**QUOTED PASSAGE**
•••••

This protocol describes a quick and efficient method to make competent E. coli cells for transformation using rubidium chloride. Commercial competent cells are expensive and this protocol provides a cheaper alternative to them.

Keywords: Competent cells, E. coli, Transformation efficiency, TOP10, DH5α

Background

The success of gene cloning is highly dependent on the transformation efficiency of bacterial cells. The efficiency can be artificially improved by treating the cells with chemicals or electric pulses. Several protocols are available to prepare competent E. coli cells, however, they are usually long, laborious, and show inconsistency in competence. The protocol by Green and Rogers (2013) overcomes these downsides and allows the preparation of highly competent cells (~106-108 CFU/µg DNA). While other protocols require cells to be grown at low temperature (19-22 °C), this protocol involves growing cells at 37 °C. Thus, the cells grow faster and reach log phase within 4 h as compared to 18-24 h. This protocol is highly reproducible.

Materials and Reagents

  1. 25 mm, 0.2 µm syringe filter PES (Thermo Fisher Scientific, Thermo ScientificTM, catalog number: 725-2520 )
  2. 5 ml syringe (Fisher Scientific, catalog number: 14-829-45)
    Manufacturer: BD, catalog number: 309646 .
  3. 1.5 ml Eppendorf tubes (Corning, Costar®, catalog number: 3207 )
  4. 100 mm Petri dish (Corning, Falcon®, catalog number: 351029 )
  5. Pipettes tips
  6. 10 ml culture tubes (VWR, catalog number: 60818-725 )
  7. Spreaders (Fisher Scientific, catalog number: 14-665-230 )
  8. 250 ml centrifuge bottles (Sigma-Aldrich, catalog number: Z353736)
    Manufacturer: Thermo Fisher Scientific, catalog number: 3141-0250 .
  9. E. coli strain (TOP10 or DH5α)
  10. Control plasmid (e.g., pUC19)
  11. LB broth (Fisher Scientific, catalog number: BP9723-500 )
  12. LB agar (BD, catalog number: 244510 )
  13. Ice
  14. Liquid nitrogen
  15. Rubidium chloride (RbCl) (Sigma-Aldrich, catalog number: R2252 )
  16. Manganese(II) chloride tetrahydrate (MnCl2·4H2O) (Sigma-Aldrich, catalog number: 203734 )
  17. Potassium acetate (Sigma-Aldrich, catalog number: P1190 )
  18. Calcium chloride dihydrate (CaCl2·2H2O) (Sigma-Aldrich, catalog number: C8106 )
  19. Glycerol (Fisher Scientific, catalog number: BP229-4 )
  20. MOPS (Fisher Scientific, catalog number: BP308-100 )
  21. Acetic acid (Fisher Scientific, catalog number: A38-212 )

•••••

Data excerpts
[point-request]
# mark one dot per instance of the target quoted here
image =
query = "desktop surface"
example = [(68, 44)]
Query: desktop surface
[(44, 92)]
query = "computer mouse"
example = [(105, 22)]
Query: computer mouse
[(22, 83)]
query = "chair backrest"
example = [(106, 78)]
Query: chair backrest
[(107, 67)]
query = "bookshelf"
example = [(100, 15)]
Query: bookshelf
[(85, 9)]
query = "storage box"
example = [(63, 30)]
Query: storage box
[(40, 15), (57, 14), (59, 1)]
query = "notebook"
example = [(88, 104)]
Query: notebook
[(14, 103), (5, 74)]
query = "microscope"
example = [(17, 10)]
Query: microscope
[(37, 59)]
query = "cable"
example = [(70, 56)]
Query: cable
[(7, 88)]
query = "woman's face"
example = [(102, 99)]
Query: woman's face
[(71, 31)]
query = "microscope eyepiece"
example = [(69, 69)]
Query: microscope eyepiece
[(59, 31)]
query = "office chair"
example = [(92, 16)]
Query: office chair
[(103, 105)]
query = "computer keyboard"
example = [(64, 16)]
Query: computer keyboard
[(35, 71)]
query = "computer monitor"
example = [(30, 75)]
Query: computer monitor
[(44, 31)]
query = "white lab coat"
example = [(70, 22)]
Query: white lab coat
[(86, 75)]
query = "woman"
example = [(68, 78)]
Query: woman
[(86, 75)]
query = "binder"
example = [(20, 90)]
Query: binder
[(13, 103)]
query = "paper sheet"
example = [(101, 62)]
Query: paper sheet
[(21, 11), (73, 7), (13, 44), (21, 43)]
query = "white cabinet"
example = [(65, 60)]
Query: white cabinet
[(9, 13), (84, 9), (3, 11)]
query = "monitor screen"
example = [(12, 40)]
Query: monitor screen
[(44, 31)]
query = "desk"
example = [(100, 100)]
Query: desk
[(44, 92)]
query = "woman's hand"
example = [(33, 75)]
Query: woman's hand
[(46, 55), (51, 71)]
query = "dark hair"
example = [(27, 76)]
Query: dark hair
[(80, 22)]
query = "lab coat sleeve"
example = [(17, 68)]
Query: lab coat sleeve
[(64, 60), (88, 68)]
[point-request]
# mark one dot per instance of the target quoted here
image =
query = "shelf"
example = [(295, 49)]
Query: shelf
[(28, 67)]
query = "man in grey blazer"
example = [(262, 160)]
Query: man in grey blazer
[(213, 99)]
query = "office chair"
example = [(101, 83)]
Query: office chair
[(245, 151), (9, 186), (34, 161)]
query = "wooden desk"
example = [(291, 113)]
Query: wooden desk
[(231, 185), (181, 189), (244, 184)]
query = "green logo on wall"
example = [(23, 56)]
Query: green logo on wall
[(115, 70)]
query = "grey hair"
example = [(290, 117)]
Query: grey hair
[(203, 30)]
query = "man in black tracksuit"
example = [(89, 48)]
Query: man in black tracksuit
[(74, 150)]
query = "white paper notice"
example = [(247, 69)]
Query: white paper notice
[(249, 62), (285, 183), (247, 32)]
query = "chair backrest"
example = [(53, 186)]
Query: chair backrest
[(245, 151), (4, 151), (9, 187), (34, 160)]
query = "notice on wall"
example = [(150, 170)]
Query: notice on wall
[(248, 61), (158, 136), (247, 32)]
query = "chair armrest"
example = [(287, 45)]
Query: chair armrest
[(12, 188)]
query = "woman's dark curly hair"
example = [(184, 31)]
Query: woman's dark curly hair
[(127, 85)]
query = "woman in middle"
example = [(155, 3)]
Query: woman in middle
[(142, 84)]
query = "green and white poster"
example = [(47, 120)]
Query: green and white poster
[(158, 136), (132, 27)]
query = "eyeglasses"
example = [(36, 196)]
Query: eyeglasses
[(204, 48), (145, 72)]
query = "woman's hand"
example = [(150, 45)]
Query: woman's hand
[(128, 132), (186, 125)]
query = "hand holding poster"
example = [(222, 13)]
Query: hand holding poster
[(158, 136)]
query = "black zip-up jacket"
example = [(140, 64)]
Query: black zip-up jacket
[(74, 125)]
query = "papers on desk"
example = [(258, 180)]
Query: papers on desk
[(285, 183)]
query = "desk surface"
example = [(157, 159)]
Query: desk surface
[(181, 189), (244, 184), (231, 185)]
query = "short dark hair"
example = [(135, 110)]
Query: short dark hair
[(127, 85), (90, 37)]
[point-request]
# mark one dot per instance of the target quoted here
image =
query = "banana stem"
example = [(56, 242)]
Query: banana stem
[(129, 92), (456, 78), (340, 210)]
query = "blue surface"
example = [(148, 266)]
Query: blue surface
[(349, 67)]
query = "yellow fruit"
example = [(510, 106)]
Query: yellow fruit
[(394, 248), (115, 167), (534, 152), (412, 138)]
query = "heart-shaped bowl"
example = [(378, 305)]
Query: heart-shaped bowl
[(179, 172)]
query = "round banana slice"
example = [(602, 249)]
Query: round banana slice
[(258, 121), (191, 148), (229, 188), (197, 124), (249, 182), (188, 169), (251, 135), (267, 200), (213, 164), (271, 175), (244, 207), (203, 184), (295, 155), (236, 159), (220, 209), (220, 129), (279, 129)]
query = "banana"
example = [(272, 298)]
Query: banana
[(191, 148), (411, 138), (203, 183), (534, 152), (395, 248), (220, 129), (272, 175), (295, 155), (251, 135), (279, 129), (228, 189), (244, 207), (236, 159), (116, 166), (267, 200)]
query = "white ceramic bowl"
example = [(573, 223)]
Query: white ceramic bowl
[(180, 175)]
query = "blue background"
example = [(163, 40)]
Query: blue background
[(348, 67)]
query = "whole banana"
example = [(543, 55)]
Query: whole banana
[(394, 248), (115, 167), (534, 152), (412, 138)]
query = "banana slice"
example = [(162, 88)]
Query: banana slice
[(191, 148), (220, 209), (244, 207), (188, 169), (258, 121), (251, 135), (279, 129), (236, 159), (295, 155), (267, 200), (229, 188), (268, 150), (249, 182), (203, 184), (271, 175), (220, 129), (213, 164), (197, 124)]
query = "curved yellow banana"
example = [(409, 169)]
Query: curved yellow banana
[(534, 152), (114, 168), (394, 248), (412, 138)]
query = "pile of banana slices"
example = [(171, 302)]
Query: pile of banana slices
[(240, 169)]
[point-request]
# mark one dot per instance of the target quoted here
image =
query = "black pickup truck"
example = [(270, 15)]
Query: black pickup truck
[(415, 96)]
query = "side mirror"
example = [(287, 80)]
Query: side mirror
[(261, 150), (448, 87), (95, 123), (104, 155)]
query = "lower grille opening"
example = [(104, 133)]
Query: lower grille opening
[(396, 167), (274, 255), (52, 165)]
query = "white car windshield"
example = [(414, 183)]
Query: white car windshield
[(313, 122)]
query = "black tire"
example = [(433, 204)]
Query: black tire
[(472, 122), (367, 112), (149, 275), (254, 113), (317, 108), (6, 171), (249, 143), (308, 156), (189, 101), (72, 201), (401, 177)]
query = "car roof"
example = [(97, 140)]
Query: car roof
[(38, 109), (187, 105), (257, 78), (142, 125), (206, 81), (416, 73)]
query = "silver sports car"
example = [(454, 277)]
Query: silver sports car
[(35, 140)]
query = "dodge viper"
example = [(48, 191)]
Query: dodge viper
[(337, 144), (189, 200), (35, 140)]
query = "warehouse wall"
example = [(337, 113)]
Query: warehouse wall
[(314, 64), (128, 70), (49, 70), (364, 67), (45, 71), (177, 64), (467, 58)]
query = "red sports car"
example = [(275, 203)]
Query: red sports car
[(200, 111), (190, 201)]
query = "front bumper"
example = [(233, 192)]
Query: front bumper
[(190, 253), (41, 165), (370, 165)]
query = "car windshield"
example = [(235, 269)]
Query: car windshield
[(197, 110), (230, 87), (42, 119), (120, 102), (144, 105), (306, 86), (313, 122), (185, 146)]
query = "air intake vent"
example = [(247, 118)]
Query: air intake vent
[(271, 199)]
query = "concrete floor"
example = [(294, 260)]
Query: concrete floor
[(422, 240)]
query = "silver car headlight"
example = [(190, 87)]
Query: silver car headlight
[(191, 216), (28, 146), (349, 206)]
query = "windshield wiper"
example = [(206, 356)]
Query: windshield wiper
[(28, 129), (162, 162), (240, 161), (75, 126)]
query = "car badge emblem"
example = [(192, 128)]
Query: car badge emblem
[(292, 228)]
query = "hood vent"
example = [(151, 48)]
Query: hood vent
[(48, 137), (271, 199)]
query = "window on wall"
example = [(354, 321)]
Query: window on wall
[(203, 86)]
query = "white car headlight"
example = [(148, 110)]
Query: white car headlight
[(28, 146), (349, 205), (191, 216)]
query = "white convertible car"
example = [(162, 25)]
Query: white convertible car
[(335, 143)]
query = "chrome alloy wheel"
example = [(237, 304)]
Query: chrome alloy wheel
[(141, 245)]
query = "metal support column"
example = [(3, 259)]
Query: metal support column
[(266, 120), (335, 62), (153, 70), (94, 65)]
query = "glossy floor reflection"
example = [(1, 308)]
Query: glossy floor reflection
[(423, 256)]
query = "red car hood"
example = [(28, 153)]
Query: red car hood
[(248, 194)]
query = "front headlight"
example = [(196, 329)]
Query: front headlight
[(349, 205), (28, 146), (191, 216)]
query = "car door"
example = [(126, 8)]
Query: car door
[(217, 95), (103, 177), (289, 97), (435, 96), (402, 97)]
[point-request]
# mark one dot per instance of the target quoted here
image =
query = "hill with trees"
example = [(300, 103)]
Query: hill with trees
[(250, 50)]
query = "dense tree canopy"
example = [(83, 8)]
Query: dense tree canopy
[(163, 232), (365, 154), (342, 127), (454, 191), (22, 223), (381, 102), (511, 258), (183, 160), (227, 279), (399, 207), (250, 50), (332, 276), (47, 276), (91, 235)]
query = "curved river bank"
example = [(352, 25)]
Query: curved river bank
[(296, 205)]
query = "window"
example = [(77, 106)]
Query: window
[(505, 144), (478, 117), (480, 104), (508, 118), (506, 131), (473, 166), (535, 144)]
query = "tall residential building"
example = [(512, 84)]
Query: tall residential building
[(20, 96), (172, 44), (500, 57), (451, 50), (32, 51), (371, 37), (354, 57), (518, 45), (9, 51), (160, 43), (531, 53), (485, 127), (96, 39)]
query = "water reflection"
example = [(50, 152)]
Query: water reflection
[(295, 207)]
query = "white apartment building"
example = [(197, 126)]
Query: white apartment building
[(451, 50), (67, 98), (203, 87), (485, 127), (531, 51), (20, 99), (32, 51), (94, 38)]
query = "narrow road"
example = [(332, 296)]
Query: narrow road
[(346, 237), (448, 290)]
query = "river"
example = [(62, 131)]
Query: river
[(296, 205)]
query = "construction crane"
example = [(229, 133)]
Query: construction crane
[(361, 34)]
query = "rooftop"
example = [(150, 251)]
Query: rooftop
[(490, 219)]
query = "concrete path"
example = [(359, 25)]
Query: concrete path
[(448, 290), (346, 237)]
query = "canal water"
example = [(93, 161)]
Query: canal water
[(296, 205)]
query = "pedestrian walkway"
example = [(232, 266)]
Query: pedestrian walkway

•••••

**WHAT IS NEEDED**
Retype the competent-cell protocol above word for word, from "2. 5 ml syringe" to "number: 3141-0250 .".

**FINAL ANSWER**
2. 5 ml syringe (Fisher Scientific, catalog number: 14-829-45)
    Manufacturer: BD, catalog number: 309646 .
  3. 1.5 ml Eppendorf tubes (Corning, Costar®, catalog number: 3207 )
  4. 100 mm Petri dish (Corning, Falcon®, catalog number: 351029 )
  5. Pipettes tips
  6. 10 ml culture tubes (VWR, catalog number: 60818-725 )
  7. Spreaders (Fisher Scientific, catalog number: 14-665-230 )
  8. 250 ml centrifuge bottles (Sigma-Aldrich, catalog number: Z353736)
    Manufacturer: Thermo Fisher Scientific, catalog number: 3141-0250 .